任务说明: 请原样照录下方这段关于二维线段树区间修改与点查询的文档摘录，全文一字不改。

文档摘录:
==============================

区间修改点查询,因为是异或和,所以我们可以把当前点到跟的路径上的标记累加,就是标记不下放,但是统计时需要计算所有覆盖该点的标记。

#include
#include
#include
#include
using namespace std;
int n,m,t,ans;
struct data{
	int treey[4000];
	int l,r;
}treex[4000];
void buildy(int x,int now,int l,int r)
{
	treex[x].treey[now]=0;
	if (l==r)  return;
	int mid=(l+r)/2;
	buildy(x,now<<1,l,mid);
	buildy(x,now<<1|1,mid+1,r);
}
void build(int now,int l,int r)
{
	buildy(now,1,1,n);
	if (l==r)  return ;
	int mid=(l+r)/2;
	build(now<<1,l,mid);
	build(now<<1|1,mid+1,r);
}
void update(int x,int now,int l,int r,int ll,int rr)
{
	if (l>=ll&&r<=rr){
		treex[x].treey[now]^=1;
		return;
	}
	int mid=(l+r)/2;
	if (ll<=mid) update(x,now<<1,l,mid,ll,rr);
	if (rr>mid)  update(x,now<<1|1,mid+1,r,ll,rr);
}
void change(int now,int l,int r,int ll,int rr,int y1,int y2)
{
	if (l>=ll&&r<=rr) {
	   update(now,1,1,n,y1,y2);
	   return;
	}
	int mid=(l+r)/2;
	if (ll<=mid)  change(now<<1,l,mid,ll,rr,y1,y2);
	if (rr>mid)  change(now<<1|1,mid+1,r,ll,rr,y1,y2);
}
void query1(int x,int now,int l,int r,int y)

==============================

数据条目:

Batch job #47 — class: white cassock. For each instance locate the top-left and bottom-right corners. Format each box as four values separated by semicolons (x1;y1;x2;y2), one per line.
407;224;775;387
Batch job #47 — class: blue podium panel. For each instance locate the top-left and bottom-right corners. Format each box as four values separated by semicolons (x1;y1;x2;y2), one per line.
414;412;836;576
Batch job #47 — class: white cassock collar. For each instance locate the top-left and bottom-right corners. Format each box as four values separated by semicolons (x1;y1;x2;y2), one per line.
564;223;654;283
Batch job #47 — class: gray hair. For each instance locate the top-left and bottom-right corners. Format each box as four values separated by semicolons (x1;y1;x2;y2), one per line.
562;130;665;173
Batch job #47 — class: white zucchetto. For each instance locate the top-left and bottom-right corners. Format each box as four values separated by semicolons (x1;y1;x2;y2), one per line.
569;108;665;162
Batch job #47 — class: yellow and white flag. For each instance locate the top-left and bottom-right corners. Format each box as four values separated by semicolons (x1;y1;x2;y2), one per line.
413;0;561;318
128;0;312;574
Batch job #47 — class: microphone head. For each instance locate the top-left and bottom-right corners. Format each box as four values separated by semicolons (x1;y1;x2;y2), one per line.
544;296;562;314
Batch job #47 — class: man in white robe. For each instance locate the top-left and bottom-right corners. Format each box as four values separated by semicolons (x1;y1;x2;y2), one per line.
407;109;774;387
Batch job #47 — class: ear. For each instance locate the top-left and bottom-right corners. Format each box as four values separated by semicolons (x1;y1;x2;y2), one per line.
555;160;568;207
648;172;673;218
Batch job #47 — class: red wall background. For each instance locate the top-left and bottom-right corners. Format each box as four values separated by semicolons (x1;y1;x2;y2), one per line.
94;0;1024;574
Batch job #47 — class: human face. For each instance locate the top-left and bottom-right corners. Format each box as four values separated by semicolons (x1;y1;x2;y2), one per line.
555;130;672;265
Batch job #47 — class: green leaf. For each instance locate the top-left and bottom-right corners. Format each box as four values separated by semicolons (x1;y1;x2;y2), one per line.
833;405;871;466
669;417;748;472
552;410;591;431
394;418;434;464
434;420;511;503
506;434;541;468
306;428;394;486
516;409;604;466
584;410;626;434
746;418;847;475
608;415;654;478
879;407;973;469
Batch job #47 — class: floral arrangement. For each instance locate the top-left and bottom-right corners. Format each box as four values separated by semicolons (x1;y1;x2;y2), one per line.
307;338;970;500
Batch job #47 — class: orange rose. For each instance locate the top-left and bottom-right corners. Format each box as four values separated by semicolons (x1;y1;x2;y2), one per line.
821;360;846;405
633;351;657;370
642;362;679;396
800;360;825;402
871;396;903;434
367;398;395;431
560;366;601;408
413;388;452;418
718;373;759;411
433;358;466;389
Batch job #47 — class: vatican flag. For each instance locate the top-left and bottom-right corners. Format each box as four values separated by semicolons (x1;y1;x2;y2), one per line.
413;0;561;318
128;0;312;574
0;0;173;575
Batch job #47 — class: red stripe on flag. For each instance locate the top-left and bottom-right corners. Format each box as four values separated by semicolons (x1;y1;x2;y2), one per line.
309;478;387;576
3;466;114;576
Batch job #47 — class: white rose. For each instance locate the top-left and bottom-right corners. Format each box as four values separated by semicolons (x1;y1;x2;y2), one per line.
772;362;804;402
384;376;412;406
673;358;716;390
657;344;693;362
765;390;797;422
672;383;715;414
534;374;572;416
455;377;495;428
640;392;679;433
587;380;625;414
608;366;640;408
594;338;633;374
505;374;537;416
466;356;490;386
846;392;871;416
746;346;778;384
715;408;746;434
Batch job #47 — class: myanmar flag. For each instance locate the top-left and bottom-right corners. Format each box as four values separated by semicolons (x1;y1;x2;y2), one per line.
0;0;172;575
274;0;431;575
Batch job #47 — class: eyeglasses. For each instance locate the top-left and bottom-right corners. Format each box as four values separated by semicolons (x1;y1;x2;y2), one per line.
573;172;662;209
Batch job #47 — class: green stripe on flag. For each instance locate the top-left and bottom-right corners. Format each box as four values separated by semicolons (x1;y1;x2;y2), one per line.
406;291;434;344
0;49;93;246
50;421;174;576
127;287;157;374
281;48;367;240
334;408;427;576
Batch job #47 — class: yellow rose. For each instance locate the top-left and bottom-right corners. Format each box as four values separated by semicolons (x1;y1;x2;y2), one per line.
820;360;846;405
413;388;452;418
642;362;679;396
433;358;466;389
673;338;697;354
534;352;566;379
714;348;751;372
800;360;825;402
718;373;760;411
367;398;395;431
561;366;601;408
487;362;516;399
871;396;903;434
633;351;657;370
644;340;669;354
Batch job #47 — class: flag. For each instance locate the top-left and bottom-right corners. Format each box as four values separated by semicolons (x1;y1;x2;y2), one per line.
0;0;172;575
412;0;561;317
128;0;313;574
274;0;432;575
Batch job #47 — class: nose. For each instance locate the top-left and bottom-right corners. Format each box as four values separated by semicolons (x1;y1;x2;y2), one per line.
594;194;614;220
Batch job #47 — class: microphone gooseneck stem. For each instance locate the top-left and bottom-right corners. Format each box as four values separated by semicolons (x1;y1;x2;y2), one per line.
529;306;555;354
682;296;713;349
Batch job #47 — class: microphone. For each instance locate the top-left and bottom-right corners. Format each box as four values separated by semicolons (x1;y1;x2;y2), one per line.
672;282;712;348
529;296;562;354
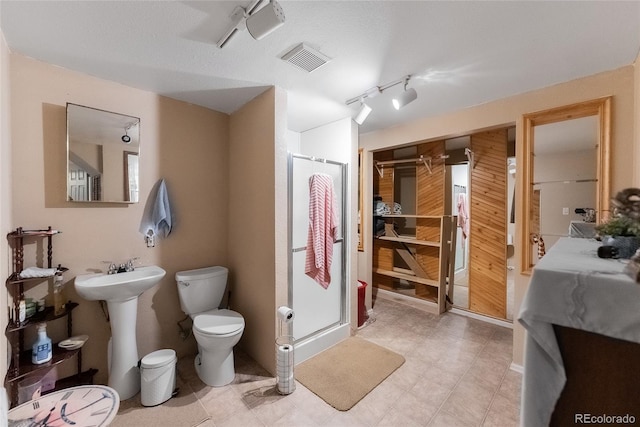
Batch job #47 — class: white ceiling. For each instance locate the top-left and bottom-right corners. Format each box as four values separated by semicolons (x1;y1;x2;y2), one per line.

==============================

练习作答:
区间修改点查询,因为是异或和,所以我们可以把当前点到跟的路径上的标记累加,就是标记不下放,但是统计时需要计算所有覆盖该点的标记。

#include
#include
#include
#include
using namespace std;
int n,m,t,ans;
struct data{
	int treey[4000];
	int l,r;
}treex[4000];
void buildy(int x,int now,int l,int r)
{
	treex[x].treey[now]=0;
	if (l==r)  return;
	int mid=(l+r)/2;
	buildy(x,now<<1,l,mid);
	buildy(x,now<<1|1,mid+1,r);
}
void build(int now,int l,int r)
{
	buildy(now,1,1,n);
	if (l==r)  return ;
	int mid=(l+r)/2;
	build(now<<1,l,mid);
	build(now<<1|1,mid+1,r);
}
void update(int x,int now,int l,int r,int ll,int rr)
{
	if (l>=ll&&r<=rr){
		treex[x].treey[now]^=1;
		return;
	}
	int mid=(l+r)/2;
	if (ll<=mid) update(x,now<<1,l,mid,ll,rr);
	if (rr>mid)  update(x,now<<1|1,mid+1,r,ll,rr);
}
void change(int now,int l,int r,int ll,int rr,int y1,int y2)
{
	if (l>=ll&&r<=rr) {
	   update(now,1,1,n,y1,y2);
	   return;
	}
	int mid=(l+r)/2;
	if (ll<=mid)  change(now<<1,l,mid,ll,rr,y1,y2);
	if (rr>mid)  change(now<<1|1,mid+1,r,ll,rr,y1,y2);
}
void query1(int x,int now,int l,int r,int y)